> [Given records]
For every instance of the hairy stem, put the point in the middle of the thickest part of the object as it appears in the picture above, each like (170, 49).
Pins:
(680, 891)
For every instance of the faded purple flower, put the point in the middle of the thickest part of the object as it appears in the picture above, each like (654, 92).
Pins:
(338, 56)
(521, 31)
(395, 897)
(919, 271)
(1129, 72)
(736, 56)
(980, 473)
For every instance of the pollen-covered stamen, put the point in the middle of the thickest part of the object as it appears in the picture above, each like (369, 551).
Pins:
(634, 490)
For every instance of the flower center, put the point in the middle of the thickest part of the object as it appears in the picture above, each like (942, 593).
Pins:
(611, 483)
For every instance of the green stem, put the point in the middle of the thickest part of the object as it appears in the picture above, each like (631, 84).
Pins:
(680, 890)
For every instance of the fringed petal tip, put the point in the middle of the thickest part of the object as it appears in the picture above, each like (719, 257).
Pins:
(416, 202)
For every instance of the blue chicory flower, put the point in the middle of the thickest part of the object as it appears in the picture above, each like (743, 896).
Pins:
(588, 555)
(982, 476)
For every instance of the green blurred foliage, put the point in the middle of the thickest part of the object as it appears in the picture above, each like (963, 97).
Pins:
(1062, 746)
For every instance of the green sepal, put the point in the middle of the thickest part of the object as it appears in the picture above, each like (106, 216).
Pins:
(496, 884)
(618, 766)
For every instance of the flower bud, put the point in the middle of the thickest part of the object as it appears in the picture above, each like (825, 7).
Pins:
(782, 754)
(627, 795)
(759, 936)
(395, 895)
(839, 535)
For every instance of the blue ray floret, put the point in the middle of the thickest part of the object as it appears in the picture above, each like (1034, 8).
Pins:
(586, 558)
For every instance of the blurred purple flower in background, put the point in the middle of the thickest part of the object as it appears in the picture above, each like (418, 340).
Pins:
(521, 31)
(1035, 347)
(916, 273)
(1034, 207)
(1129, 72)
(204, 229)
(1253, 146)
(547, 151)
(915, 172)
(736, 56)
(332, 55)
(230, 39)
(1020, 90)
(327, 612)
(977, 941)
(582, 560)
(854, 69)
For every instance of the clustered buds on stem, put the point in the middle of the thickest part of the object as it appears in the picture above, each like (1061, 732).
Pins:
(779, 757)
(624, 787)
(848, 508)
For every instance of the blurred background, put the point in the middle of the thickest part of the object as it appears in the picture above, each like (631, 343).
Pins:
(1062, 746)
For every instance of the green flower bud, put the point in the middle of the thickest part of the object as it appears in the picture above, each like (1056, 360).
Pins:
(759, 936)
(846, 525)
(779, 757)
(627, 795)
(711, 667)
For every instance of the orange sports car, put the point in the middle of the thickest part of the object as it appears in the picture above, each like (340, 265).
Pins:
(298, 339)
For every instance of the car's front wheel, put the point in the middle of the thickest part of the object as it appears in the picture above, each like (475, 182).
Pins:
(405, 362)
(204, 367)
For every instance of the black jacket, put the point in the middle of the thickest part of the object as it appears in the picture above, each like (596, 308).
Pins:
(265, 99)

> [Task statement]
Copy the stretch from the line containing "For every instance of the black" through the end of the rows in full, labeling line included, and shift both coordinates of every pin by -110. Leave the sample coordinates inside the labeling line unchanged.

> [Result for this task]
For every instance of the black jacket, put the point in the middle of the thickest part of the object as it appears in the picture above, each like (596, 308).
Pins:
(155, -11)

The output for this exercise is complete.